PAGE TEXT:
Explore tax benefits and exemptions for senior citizens under the old regime while filing ITR for FY 2024-25, including deductions under 80C, 80D, and 80TTB.
Deepak Gupta | Jun 4, 2025 |
Tax Benefits and Exemptions for Senior Citizens in ITR Filing for FY 2024-25
Filing income tax returns can be very confusing process, mainly for senior citizens. However, many deductions and exemptions are available to make this process easier and more beneficial for them under the old tax regime. Senior citizens whose age lies between 60 and 80 years of age are needed to file their returns. Those who aged 75 years earning only pension and interest income, there is a simpler option available for them.
They fan submit Form 12BBA at the bank where they receive their pension instead of filing regular tax returns. Super senior citizens (those above 80 years) don’t need to file any returns.
Under the old tax regime, the basic income limit for not paying any tax is higher for senior citizens:
Individuals whose total income is up to Rs. 5 lakhs can claim a full tax rebate under Section 87A, making their tax liability zero. The exemption limit is set to Rs. 3 lakhs for all and those earning up to Rs. 7 lakhs can claim a rebate of up to Rs. 25,000 in the new tax regime. Pensioners also get a standard deduction of Rs. 75,000 under the new regime, compared to Rs. 50,000 in the old one.
Investments in SCSS are eligible for tax deductions under Section 80C. Individuals above 60 years of age and some retirees below that age are available for this scheme. Investments up to Rs. 30 lakh qualify for a deduction of up to Rs. 1.5 lakh. However, if interest earned in a year from SCSS crosses Rs. 50,000, it becomes taxable. The scheme offers 8.2% interest per year, paid every quarter.
Senior citizens can claim up to Rs. 50,000 as a deduction on health insurance premiums. If children are paying the premium for their senior citizen parents, then they can also claim this amount. The total benefit can be up to Rs. 75,000. If a senior citizen pays for their parents’ policy, the deduction can be up to Rs. 1 lakh. Those without insurance can claim up to Rs. 50,000 for medical expenses.
Interest earned on savings and fixed deposits in banks and post offices is eligible for a deduction of up to Rs. 50,000. If the interest goes beyond this, the extra amount is taxable.
These tax benefits give senior citizens a chance to save more and reduce the burden of tax during retirement.

Point-per-instance localization data
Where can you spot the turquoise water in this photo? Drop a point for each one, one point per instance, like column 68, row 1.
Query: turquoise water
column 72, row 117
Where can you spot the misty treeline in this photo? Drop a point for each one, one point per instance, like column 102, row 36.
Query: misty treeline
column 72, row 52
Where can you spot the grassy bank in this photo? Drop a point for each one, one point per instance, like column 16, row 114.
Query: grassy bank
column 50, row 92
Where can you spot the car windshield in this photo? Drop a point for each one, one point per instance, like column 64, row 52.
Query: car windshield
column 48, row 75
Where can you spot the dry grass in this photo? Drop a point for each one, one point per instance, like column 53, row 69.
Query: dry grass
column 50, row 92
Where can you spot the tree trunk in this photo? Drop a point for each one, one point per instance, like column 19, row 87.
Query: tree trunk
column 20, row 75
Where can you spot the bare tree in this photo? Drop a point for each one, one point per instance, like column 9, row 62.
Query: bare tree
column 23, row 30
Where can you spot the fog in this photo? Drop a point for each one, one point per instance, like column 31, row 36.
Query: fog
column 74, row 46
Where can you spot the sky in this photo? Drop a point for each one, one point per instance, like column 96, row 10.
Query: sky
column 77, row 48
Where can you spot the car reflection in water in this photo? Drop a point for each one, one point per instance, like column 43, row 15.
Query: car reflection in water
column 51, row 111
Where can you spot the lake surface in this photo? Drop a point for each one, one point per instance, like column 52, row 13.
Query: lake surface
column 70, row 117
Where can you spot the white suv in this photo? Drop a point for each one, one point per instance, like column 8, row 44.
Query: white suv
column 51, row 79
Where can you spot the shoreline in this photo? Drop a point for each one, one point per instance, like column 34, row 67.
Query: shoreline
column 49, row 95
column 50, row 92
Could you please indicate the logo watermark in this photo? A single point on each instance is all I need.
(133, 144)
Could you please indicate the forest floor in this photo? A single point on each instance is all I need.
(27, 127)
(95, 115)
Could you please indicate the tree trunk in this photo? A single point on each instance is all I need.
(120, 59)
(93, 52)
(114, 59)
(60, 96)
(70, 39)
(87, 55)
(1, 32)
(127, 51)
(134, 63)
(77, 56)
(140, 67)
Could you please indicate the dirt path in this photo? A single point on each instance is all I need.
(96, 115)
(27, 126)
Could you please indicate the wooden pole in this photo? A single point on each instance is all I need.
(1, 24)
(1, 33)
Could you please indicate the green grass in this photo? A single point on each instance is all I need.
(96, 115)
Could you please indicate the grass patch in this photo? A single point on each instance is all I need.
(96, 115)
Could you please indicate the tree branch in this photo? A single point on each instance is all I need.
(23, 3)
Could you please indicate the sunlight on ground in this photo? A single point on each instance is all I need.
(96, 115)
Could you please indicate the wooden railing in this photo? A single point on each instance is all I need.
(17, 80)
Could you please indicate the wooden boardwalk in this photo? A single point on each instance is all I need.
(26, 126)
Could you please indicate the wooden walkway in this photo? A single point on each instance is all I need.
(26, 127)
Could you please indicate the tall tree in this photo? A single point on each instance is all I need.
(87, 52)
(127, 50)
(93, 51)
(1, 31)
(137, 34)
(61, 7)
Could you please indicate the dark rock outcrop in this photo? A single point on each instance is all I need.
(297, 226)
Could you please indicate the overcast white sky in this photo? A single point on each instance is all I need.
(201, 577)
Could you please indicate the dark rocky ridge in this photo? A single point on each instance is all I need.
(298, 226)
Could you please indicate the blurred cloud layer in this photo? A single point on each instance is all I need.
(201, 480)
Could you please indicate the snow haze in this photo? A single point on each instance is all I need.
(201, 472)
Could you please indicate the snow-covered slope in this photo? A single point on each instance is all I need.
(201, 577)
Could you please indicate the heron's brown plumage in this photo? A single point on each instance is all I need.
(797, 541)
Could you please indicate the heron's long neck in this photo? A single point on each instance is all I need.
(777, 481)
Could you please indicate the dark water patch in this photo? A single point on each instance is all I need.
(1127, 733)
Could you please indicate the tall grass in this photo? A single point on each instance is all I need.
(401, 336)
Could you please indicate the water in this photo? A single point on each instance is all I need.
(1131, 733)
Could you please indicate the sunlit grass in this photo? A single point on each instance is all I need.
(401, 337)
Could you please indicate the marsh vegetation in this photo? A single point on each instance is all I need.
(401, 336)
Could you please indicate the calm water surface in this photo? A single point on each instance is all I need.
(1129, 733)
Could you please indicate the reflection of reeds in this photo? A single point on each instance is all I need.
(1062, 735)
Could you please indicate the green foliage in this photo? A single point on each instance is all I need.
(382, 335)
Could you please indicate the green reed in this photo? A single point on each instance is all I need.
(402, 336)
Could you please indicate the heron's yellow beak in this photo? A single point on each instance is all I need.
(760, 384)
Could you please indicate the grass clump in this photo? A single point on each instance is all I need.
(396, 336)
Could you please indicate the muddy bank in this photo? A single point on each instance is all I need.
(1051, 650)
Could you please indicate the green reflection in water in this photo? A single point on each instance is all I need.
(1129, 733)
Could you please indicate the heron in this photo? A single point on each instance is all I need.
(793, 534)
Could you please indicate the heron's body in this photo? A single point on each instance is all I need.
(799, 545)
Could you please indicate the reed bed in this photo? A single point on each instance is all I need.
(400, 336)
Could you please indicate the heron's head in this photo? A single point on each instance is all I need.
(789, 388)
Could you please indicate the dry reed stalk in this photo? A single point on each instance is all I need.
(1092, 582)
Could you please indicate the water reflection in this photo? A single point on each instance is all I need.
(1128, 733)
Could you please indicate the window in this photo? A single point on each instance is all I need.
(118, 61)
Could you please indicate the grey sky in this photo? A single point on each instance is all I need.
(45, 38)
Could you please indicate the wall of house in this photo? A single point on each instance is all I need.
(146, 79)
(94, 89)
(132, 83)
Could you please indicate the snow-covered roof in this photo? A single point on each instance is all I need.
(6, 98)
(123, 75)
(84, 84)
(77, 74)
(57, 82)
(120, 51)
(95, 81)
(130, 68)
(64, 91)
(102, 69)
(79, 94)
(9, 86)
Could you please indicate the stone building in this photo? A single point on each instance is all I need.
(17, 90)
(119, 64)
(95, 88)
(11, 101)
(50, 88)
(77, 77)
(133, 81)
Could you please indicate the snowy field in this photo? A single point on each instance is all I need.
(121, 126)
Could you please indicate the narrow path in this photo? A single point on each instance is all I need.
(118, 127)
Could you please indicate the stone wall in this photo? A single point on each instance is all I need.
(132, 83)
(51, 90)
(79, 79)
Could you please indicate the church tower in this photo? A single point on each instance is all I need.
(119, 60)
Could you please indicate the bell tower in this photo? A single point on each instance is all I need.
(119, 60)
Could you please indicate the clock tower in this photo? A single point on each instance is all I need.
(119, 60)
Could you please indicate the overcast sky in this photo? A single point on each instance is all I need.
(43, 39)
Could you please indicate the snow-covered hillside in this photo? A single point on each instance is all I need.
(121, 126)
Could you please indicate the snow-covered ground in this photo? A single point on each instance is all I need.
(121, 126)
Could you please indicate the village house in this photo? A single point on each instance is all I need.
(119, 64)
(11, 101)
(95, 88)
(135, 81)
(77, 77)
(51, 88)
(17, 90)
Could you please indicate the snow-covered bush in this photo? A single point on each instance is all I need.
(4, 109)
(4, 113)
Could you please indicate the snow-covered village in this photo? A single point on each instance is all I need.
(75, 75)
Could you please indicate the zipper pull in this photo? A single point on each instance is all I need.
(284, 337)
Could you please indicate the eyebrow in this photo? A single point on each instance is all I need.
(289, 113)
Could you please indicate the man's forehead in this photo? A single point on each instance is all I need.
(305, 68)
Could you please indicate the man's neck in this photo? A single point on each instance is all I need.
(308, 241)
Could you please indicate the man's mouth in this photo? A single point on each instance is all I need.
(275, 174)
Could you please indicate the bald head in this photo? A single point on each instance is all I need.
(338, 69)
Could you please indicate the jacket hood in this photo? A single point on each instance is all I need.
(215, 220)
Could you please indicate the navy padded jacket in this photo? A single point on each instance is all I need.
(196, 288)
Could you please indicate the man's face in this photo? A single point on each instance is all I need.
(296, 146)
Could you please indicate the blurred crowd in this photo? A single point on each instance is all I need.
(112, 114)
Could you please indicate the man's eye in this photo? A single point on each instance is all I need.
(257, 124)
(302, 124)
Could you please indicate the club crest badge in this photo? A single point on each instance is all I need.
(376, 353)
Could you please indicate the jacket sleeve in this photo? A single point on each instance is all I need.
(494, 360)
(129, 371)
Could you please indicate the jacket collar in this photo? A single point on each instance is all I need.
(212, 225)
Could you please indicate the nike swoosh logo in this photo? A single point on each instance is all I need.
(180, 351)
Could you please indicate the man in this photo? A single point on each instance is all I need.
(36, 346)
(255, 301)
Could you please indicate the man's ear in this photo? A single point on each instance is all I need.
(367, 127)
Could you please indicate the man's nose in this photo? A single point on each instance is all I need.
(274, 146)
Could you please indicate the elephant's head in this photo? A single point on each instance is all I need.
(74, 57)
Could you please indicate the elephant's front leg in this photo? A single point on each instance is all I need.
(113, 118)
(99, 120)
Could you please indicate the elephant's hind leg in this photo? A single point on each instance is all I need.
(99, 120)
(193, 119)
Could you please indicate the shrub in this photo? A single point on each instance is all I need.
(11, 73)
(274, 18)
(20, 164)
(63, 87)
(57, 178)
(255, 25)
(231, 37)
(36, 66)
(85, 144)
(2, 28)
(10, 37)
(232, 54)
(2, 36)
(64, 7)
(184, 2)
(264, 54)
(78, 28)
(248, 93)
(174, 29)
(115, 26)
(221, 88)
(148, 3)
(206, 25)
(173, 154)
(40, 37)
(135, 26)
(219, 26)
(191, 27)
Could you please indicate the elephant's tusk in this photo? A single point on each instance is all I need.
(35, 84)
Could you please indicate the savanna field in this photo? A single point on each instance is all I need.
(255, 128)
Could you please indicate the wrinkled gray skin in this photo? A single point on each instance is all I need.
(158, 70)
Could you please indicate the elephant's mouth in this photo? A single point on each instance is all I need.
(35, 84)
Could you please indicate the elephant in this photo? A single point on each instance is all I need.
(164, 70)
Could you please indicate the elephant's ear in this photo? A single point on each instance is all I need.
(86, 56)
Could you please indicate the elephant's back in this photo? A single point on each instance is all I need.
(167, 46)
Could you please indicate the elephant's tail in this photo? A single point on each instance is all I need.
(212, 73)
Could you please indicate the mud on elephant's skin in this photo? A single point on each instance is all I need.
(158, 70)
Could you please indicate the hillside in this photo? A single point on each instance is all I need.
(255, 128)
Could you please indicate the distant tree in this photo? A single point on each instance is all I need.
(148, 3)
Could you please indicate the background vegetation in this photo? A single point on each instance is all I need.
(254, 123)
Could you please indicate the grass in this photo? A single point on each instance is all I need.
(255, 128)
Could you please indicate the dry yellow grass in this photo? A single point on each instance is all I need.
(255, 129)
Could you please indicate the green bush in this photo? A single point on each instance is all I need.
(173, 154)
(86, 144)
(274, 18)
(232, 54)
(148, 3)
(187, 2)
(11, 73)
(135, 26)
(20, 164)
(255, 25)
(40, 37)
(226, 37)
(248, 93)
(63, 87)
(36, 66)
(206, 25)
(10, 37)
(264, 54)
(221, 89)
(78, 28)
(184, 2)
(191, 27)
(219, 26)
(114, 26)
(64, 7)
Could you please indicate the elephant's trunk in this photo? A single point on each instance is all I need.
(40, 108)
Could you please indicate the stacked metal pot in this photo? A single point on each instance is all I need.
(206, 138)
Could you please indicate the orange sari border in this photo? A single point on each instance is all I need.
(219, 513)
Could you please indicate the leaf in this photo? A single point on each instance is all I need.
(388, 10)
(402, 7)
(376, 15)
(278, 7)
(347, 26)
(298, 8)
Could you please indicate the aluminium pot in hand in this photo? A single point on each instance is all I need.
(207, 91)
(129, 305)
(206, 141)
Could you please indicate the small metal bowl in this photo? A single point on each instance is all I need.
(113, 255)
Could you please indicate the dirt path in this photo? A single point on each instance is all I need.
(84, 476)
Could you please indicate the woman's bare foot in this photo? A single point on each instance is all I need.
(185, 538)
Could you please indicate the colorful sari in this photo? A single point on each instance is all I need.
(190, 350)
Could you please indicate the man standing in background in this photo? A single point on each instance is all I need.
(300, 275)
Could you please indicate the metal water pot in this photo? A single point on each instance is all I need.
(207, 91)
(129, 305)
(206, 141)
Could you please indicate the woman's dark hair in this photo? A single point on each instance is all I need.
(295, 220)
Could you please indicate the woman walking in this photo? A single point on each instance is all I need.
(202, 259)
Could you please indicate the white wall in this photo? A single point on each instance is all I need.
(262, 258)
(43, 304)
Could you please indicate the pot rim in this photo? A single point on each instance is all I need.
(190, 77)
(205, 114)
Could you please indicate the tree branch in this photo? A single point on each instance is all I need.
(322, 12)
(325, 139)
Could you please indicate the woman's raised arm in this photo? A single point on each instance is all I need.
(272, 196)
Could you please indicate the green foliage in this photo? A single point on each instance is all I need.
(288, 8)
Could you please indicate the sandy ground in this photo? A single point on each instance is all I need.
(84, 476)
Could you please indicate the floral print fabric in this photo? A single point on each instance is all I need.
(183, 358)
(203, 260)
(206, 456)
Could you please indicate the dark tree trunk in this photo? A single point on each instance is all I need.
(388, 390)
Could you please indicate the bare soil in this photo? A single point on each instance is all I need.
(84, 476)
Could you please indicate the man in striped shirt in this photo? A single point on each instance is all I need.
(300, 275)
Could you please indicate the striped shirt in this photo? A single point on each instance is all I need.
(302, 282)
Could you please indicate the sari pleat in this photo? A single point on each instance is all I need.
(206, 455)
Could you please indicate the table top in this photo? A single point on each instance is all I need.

PROBLEM: Transcribe the senior citizen tax article word for word, beginning at "They fan submit" and stopping after "the old one.".

YOUR SOLUTION:
They fan submit Form 12BBA at the bank where they receive their pension instead of filing regular tax returns. Super senior citizens (those above 80 years) don’t need to file any returns.
Under the old tax regime, the basic income limit for not paying any tax is higher for senior citizens:
Individuals whose total income is up to Rs. 5 lakhs can claim a full tax rebate under Section 87A, making their tax liability zero. The exemption limit is set to Rs. 3 lakhs for all and those earning up to Rs. 7 lakhs can claim a rebate of up to Rs. 25,000 in the new tax regime. Pensioners also get a standard deduction of Rs. 75,000 under the new regime, compared to Rs. 50,000 in the old one.